**Given data**

•••

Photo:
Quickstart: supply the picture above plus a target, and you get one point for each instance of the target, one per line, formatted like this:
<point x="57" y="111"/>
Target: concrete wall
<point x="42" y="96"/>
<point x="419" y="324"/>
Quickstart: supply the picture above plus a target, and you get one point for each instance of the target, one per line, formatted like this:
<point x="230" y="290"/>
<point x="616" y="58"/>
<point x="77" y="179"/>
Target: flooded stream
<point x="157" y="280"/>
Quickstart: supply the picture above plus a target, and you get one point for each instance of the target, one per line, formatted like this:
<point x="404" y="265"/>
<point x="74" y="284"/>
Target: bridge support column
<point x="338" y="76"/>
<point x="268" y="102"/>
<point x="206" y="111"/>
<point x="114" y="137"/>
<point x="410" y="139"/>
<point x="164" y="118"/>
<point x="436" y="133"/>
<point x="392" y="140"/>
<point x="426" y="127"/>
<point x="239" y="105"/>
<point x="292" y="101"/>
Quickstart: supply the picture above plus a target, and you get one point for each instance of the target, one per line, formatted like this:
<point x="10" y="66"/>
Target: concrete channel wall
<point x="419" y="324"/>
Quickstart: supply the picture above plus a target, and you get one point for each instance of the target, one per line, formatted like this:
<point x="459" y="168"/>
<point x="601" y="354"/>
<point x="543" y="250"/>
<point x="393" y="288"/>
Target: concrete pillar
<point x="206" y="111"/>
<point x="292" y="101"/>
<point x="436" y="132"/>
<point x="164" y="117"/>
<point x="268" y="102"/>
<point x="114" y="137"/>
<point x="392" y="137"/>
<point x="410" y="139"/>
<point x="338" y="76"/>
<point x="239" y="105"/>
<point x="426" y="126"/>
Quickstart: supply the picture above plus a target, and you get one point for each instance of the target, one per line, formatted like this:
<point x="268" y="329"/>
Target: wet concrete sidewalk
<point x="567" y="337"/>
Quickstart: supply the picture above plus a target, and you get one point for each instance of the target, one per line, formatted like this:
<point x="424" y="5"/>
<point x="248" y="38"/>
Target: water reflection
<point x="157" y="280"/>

•••

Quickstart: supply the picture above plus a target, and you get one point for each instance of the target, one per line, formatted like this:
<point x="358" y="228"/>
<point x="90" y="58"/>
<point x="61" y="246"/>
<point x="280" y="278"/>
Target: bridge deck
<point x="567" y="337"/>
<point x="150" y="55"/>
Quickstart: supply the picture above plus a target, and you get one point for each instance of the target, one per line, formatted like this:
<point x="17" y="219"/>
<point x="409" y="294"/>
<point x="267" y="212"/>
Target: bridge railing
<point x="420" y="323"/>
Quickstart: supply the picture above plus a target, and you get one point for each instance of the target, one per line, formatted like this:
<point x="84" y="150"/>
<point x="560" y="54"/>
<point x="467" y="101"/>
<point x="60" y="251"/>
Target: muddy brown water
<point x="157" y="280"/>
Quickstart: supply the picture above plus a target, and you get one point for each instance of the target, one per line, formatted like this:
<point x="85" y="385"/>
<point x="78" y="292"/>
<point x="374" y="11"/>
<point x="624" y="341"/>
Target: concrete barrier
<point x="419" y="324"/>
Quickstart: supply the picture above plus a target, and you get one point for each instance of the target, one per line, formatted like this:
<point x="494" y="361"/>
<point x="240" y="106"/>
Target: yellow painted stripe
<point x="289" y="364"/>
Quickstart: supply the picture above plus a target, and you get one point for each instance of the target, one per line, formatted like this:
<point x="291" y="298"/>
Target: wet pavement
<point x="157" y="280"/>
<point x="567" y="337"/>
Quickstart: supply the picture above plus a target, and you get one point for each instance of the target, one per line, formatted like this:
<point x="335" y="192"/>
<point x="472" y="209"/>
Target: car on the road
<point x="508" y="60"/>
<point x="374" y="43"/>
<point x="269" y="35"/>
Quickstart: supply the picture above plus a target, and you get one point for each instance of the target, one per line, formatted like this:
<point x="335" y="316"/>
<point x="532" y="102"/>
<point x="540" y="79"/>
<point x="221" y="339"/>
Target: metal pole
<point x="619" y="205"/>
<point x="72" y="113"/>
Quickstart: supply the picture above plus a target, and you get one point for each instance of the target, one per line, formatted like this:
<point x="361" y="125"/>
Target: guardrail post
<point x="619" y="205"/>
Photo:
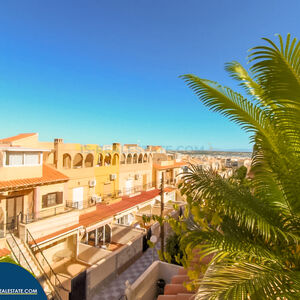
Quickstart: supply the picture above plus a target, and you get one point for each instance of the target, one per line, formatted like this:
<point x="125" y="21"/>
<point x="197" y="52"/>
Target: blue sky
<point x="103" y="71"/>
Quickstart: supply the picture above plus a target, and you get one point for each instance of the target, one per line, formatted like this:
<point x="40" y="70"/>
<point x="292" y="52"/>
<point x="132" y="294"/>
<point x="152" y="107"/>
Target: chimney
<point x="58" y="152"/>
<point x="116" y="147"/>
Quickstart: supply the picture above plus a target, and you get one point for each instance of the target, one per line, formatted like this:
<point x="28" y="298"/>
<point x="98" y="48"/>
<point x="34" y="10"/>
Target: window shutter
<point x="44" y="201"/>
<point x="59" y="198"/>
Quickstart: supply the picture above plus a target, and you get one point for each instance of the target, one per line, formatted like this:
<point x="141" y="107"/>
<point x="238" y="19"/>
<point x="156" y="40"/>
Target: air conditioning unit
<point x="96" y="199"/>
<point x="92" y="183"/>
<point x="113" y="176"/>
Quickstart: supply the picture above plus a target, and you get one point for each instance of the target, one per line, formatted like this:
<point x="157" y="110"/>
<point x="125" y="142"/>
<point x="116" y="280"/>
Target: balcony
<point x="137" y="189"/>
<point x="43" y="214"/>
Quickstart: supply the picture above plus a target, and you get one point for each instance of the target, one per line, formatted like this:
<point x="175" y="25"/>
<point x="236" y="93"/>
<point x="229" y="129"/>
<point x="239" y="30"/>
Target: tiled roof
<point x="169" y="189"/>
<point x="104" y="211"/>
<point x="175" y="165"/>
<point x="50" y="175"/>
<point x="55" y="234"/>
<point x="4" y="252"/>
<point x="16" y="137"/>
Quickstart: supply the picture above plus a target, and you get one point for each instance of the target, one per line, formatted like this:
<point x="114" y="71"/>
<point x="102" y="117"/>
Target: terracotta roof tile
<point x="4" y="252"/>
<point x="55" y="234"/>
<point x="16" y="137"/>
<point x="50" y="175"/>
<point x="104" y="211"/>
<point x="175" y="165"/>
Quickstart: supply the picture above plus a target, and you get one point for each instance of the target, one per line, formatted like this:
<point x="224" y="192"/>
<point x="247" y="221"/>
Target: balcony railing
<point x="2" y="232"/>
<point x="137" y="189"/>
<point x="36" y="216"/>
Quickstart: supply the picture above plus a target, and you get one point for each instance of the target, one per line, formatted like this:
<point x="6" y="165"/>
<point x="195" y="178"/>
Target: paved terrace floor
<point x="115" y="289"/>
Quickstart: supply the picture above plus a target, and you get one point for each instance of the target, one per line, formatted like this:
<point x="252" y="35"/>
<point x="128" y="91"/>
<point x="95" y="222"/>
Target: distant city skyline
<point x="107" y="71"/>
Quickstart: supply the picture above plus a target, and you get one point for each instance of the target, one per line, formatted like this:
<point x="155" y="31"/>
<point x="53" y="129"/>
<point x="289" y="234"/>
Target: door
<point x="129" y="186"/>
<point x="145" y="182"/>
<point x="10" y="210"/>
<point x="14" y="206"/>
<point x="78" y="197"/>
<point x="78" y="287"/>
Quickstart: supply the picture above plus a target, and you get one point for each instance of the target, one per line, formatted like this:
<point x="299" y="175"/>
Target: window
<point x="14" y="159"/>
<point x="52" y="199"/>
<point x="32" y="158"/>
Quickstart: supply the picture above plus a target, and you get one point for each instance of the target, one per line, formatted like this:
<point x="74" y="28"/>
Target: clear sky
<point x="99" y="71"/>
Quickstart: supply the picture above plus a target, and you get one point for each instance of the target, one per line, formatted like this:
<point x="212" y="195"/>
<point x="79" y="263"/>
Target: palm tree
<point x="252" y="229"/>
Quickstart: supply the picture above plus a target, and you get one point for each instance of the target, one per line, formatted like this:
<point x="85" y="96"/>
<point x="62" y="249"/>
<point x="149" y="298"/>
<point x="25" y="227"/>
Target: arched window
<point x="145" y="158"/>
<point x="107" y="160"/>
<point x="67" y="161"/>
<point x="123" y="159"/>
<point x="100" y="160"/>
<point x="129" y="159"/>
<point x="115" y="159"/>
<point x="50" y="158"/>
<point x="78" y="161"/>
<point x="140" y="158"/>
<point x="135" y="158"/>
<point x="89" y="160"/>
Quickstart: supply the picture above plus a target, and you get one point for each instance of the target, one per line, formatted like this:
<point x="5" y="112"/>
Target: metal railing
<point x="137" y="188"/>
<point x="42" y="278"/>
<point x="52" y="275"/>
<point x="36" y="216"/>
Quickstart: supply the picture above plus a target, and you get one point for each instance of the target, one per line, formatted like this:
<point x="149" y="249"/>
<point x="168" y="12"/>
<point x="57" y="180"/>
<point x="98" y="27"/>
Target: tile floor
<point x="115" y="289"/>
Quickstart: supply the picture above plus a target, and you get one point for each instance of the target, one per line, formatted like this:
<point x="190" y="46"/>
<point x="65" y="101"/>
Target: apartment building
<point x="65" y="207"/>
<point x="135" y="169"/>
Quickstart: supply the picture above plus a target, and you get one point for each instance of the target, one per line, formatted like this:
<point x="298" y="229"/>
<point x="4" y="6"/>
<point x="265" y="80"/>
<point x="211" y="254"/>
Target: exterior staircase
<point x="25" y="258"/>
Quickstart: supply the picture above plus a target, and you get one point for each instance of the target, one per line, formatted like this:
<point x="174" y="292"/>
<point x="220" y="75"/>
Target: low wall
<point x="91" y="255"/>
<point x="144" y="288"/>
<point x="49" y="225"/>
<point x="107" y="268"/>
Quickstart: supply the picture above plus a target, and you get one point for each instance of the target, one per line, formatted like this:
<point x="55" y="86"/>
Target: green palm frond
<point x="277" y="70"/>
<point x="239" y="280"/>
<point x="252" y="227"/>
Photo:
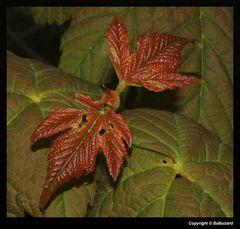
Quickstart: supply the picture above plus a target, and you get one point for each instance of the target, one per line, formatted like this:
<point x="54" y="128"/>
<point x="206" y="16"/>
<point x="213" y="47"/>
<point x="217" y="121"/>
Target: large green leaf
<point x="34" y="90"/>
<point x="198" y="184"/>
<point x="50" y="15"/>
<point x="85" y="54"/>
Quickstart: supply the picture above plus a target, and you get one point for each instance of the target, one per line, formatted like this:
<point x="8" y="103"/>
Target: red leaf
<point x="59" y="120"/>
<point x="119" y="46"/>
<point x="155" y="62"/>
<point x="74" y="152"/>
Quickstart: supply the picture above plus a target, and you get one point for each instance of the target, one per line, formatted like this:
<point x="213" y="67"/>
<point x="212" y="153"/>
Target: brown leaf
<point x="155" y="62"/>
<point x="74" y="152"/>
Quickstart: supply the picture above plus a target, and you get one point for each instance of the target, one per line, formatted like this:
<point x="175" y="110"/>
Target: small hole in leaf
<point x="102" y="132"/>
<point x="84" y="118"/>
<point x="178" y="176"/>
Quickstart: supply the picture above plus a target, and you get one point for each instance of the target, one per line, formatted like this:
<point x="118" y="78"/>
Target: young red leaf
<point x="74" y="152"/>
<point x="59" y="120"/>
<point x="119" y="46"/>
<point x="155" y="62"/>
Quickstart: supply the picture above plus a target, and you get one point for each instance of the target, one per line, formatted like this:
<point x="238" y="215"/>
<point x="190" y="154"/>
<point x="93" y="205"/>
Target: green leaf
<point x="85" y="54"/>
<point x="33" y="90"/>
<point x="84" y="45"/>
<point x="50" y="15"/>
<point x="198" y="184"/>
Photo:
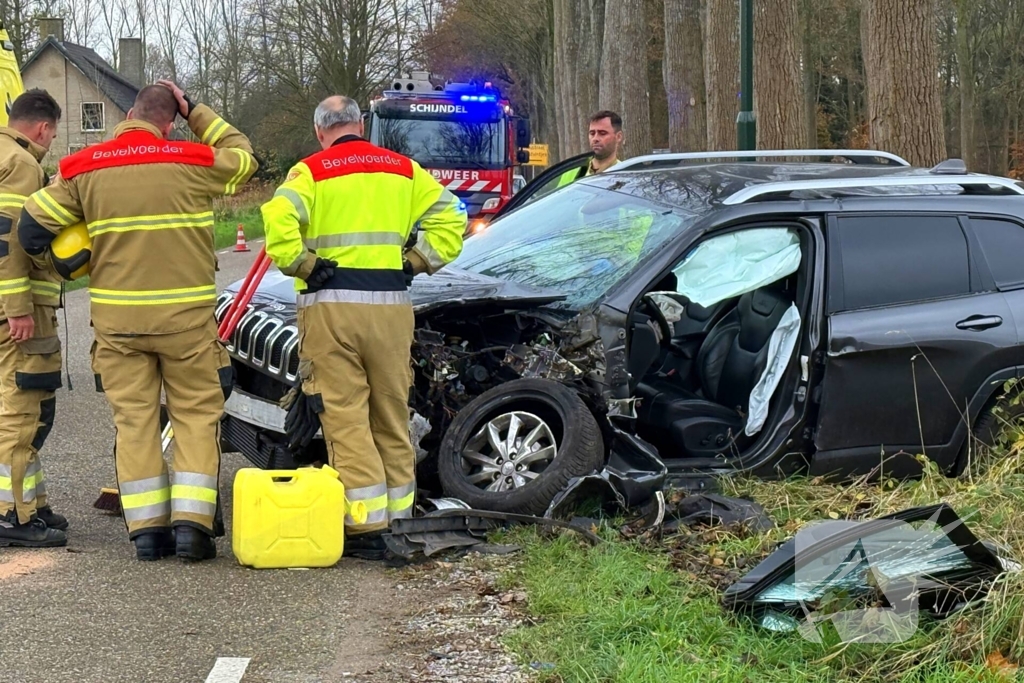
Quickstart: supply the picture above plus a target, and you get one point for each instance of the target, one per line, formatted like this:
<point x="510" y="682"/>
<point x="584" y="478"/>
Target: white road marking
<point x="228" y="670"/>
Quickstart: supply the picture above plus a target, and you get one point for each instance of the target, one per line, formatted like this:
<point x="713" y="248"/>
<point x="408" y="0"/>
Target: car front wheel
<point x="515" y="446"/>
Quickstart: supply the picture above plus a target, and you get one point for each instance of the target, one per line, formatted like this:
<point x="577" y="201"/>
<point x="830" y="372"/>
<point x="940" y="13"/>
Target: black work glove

•••

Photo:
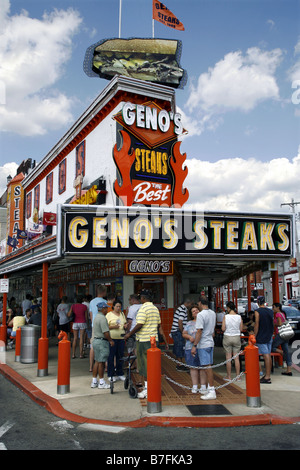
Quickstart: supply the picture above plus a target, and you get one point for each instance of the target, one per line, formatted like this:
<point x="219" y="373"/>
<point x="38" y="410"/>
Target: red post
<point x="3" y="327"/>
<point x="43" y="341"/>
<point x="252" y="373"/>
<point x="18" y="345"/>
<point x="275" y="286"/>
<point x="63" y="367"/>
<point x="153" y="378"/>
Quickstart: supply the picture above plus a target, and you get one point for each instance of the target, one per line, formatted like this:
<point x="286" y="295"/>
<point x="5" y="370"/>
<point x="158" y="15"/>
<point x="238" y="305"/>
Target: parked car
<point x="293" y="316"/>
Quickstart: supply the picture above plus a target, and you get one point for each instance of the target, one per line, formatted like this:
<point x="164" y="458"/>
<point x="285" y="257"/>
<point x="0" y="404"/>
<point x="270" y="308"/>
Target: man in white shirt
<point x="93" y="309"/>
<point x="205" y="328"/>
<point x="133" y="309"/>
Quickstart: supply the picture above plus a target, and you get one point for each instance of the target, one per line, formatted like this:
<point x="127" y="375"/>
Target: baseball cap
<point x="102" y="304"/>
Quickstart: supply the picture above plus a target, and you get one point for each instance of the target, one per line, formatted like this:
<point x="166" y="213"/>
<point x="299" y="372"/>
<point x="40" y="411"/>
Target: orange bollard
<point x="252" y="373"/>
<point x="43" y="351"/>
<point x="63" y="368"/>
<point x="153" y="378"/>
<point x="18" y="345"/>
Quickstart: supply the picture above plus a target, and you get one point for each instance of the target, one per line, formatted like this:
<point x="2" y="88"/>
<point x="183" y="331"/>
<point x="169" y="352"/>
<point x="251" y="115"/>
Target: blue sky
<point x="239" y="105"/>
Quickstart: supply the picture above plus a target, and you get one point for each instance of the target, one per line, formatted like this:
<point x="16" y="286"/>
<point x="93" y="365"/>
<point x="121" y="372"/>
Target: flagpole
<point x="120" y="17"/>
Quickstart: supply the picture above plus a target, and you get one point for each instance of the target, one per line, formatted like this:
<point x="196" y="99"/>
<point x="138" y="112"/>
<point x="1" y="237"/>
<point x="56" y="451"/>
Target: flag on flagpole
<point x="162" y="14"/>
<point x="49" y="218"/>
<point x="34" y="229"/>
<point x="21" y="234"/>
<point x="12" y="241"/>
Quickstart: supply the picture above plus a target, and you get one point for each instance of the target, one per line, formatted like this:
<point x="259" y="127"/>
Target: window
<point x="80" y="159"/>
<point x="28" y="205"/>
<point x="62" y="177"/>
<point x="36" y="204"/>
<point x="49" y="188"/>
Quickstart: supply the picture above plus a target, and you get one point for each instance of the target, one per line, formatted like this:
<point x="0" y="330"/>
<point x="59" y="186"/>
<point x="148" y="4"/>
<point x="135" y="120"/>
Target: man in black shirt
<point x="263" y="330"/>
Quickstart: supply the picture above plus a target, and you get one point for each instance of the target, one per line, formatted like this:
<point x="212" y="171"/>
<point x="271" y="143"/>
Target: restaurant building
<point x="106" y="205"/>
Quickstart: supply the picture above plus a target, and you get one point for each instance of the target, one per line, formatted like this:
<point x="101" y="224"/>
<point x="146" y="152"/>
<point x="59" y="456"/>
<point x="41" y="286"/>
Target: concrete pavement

•••

Count how many lines above contain the word "metal". Reply with only the number.

2